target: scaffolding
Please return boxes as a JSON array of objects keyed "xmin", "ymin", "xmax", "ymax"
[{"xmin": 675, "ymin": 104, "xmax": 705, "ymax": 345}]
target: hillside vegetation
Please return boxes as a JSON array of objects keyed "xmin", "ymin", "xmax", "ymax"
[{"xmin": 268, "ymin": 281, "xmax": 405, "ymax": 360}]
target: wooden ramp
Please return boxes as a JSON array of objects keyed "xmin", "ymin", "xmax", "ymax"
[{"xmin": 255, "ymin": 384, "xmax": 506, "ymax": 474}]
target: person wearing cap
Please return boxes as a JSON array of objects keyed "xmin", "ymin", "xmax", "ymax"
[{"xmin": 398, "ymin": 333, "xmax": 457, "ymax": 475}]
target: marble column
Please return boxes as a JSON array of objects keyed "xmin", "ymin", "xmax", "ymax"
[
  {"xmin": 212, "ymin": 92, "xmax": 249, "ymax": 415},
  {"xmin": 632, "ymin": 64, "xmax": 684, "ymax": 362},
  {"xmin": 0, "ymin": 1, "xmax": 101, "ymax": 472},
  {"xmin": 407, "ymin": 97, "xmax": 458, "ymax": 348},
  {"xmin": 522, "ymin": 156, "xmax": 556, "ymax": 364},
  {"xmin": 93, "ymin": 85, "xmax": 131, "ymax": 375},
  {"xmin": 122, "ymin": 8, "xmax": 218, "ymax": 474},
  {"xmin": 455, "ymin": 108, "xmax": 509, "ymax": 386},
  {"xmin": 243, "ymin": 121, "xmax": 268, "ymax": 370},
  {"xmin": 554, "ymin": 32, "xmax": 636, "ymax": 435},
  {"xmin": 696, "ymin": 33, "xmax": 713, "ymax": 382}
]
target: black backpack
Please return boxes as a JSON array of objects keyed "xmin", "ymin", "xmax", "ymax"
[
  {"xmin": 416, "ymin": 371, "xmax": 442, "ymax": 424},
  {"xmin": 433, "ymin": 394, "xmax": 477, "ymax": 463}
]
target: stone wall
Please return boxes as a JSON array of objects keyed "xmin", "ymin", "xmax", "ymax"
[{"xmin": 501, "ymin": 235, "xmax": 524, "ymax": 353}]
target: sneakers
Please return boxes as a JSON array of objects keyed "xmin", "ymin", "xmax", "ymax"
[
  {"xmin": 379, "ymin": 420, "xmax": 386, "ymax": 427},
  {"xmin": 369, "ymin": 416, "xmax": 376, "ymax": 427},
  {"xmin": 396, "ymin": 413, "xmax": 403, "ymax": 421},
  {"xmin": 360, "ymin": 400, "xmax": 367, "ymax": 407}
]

Required action: Go over the listing above and return each line with "target".

Reply to the exercise:
target: scaffolding
target: hillside vegetation
target: wooden ramp
target: person wearing cap
target: marble column
target: black backpack
target: stone wall
target: sneakers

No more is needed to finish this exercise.